- _Dataset entries_:

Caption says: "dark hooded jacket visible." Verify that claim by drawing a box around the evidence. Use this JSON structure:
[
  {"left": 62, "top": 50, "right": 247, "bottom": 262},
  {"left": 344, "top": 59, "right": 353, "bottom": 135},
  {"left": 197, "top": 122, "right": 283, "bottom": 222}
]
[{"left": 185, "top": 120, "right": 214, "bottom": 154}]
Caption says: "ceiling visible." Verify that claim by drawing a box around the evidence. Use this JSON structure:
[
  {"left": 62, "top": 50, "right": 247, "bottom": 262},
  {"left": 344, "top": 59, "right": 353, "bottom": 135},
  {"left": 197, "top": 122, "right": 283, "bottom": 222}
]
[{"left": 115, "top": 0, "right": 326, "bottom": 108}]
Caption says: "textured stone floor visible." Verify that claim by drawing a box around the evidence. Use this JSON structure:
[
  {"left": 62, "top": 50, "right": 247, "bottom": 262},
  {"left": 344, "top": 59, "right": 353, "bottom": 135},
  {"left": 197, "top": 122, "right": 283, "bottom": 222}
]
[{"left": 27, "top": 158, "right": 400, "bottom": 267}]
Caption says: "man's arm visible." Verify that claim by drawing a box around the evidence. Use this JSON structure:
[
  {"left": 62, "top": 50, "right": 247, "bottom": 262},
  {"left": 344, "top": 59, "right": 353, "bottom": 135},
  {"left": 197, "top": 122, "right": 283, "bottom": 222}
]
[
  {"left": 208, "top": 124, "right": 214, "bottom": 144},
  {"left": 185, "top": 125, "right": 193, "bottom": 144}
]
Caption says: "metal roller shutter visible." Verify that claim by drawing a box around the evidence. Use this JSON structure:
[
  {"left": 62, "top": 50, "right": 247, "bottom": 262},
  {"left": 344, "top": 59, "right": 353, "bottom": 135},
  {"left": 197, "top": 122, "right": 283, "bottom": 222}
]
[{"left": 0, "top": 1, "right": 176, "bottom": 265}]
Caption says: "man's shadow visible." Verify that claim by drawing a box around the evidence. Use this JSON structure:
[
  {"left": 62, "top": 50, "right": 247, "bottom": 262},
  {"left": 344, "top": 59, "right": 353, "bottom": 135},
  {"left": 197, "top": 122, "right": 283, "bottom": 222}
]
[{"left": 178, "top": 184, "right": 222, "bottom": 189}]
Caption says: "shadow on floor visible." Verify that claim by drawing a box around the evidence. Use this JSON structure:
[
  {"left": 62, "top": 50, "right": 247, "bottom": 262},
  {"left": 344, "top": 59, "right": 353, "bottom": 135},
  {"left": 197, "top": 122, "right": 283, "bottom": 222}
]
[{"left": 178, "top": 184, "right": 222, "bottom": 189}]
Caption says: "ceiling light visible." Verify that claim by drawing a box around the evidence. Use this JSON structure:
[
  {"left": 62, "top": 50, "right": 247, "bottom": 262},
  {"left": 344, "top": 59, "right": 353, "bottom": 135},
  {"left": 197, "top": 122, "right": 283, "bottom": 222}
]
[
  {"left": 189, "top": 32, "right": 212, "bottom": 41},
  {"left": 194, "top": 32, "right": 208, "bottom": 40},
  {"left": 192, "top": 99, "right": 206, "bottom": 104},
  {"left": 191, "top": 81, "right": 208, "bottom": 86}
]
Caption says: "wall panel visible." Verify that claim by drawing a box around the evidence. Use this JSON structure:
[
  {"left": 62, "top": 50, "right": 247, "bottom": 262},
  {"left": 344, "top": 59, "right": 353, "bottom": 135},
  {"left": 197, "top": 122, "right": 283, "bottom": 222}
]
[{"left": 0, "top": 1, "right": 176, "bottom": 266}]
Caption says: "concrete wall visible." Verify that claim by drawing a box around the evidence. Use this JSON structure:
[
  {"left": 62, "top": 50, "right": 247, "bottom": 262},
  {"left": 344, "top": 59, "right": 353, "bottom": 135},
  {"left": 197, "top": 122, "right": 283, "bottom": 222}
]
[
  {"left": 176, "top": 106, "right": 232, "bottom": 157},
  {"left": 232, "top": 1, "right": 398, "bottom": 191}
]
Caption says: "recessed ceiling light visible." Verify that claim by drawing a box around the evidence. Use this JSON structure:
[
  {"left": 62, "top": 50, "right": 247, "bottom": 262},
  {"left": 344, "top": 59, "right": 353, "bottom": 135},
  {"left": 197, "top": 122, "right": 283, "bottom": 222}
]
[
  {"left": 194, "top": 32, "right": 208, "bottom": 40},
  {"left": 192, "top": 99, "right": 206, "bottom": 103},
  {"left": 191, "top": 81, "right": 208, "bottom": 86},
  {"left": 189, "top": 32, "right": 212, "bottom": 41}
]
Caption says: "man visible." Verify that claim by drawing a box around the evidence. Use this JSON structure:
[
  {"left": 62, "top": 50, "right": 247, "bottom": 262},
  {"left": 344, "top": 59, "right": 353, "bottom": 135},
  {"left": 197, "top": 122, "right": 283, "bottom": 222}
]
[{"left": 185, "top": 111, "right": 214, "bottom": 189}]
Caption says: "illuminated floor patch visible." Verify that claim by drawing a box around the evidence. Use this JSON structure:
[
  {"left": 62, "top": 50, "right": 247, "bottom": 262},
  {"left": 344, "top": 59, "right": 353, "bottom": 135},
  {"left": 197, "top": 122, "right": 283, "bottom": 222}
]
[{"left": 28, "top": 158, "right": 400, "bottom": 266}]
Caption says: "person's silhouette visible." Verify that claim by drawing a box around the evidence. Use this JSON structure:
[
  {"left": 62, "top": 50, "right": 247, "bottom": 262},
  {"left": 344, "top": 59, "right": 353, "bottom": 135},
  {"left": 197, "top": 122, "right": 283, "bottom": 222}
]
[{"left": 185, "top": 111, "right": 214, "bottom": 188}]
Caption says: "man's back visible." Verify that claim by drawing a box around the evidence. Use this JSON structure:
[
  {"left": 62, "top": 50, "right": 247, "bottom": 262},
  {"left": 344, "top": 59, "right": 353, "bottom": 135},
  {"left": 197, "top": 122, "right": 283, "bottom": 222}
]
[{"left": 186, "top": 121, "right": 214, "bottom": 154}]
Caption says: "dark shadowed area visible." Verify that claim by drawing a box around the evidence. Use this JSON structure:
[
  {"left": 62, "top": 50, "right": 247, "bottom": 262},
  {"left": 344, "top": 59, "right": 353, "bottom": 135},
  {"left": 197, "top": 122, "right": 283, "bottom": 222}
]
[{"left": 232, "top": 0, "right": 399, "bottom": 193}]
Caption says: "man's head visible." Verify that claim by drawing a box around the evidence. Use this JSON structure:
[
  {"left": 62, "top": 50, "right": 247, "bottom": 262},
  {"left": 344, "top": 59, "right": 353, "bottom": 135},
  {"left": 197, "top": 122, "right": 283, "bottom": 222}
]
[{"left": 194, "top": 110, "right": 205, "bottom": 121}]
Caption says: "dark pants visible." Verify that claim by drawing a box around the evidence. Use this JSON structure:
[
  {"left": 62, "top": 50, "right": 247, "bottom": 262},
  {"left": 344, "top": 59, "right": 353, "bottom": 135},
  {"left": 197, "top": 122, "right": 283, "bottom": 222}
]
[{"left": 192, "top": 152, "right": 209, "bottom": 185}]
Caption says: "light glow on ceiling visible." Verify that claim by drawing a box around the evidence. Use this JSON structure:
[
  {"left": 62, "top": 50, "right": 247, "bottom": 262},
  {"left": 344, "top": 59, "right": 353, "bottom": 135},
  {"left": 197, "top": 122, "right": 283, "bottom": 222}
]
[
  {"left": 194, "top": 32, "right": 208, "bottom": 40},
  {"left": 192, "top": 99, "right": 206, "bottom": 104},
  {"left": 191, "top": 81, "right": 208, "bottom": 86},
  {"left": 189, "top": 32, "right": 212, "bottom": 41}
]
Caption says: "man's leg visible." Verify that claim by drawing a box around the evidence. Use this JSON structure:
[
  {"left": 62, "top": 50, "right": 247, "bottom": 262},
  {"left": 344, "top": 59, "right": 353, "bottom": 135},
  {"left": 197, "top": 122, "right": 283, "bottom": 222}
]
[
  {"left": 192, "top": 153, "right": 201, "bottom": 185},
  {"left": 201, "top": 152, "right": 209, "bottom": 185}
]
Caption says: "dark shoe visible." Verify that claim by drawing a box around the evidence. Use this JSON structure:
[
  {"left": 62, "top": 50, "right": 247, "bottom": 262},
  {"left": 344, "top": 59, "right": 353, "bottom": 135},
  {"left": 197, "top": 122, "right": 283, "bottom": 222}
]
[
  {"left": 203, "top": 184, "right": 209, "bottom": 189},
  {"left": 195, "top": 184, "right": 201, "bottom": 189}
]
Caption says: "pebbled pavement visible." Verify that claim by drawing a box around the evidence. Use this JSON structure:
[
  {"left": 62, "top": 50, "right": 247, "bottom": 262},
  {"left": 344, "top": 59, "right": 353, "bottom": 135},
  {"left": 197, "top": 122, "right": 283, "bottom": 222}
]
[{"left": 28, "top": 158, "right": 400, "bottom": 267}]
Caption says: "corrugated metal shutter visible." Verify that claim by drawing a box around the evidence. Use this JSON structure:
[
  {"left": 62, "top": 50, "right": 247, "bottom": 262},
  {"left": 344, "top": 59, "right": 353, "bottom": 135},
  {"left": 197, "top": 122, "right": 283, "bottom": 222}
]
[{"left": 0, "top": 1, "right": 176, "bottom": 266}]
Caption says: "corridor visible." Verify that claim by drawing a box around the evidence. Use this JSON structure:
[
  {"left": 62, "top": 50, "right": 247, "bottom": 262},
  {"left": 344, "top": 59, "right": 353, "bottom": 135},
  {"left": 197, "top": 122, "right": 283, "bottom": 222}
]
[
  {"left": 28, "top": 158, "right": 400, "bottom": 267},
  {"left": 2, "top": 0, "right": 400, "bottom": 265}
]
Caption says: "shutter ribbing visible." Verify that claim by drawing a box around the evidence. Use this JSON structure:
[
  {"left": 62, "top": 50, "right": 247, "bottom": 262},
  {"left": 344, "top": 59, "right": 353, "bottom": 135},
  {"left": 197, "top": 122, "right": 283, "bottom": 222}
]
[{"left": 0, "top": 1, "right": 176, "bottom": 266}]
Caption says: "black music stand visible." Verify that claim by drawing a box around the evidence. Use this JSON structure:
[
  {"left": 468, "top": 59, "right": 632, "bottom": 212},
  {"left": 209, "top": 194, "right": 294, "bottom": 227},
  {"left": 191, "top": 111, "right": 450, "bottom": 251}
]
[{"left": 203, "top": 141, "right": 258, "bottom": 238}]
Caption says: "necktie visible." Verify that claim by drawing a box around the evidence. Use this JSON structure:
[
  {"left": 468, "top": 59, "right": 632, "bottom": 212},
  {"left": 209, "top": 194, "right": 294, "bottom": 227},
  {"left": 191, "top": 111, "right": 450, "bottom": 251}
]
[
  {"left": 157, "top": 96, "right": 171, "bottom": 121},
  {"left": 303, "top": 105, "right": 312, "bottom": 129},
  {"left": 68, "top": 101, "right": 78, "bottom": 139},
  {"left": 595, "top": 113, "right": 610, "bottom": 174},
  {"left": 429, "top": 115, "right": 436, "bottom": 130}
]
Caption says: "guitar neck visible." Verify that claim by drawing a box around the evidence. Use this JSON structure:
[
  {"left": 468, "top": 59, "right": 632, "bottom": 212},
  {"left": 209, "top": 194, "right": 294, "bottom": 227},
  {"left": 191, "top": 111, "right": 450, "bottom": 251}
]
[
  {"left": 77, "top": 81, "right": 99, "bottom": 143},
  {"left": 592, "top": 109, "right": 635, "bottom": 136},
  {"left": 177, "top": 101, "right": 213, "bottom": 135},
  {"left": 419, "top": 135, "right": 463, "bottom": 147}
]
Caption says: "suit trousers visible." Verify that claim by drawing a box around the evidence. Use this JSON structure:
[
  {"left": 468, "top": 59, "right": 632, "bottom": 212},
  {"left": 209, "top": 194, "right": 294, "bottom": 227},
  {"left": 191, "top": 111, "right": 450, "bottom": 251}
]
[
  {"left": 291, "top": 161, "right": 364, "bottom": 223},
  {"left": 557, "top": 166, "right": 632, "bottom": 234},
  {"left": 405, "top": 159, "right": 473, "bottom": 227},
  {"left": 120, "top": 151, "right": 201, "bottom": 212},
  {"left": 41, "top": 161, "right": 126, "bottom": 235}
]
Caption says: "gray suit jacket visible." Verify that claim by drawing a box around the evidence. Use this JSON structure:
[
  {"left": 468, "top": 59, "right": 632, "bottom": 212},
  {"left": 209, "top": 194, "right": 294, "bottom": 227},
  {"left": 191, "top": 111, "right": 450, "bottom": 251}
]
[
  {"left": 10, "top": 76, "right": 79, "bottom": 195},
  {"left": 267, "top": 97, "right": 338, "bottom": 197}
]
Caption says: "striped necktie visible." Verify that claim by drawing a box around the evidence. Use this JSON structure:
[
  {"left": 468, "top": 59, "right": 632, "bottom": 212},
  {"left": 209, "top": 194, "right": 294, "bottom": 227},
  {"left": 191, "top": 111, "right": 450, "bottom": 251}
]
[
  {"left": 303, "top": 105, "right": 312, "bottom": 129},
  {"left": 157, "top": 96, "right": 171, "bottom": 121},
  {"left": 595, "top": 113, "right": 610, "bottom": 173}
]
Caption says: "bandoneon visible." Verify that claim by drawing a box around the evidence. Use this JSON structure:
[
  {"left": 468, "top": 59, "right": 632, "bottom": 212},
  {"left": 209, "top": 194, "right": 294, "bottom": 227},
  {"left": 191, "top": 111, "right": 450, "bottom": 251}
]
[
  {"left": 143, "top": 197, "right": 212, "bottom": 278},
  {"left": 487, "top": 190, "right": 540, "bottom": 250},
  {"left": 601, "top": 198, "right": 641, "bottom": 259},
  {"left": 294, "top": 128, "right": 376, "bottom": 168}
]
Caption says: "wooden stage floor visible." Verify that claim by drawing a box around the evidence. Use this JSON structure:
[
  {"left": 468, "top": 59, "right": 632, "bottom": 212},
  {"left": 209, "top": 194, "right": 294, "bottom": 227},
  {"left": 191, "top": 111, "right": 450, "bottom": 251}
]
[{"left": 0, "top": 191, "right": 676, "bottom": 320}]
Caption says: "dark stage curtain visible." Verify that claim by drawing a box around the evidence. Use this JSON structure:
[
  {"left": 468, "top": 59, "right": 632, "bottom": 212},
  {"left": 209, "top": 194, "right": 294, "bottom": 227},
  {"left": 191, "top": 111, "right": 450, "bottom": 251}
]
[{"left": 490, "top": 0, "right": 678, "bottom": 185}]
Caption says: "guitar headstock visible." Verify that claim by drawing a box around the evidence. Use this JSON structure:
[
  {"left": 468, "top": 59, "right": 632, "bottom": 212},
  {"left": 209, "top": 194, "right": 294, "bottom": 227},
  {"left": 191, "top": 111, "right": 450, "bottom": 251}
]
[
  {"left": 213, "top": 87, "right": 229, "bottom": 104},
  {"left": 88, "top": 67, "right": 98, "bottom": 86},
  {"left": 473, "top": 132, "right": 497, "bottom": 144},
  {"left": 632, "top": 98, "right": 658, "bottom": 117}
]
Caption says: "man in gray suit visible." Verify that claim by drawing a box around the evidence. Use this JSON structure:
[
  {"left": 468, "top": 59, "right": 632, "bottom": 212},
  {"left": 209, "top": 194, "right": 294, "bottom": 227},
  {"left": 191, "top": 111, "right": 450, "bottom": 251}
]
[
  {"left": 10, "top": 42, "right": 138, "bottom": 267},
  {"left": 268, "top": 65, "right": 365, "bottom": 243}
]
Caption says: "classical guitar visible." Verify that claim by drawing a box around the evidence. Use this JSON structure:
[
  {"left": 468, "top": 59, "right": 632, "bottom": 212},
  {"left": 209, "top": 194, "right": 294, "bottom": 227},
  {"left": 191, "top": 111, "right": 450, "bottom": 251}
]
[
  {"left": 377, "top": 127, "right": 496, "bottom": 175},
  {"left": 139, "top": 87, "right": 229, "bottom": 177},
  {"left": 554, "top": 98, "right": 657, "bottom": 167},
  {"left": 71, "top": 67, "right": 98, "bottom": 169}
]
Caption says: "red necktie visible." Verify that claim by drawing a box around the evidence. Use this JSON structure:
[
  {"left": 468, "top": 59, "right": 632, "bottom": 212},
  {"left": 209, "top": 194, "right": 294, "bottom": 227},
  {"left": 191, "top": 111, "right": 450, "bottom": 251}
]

- _Work item_: Filter by the word "necktie": copy every line of the data that holds it.

- _Expected answer_:
Caption says: "necktie visible." Verify that claim by drawing a box around the evidence. Use this JSON structure:
Caption says: "striped necktie visible." Verify that claim by drawing a box around the evidence. Use this JSON structure:
Caption says: "red necktie visible." Verify that claim by drawing a box around the evidence. Use this JSON structure:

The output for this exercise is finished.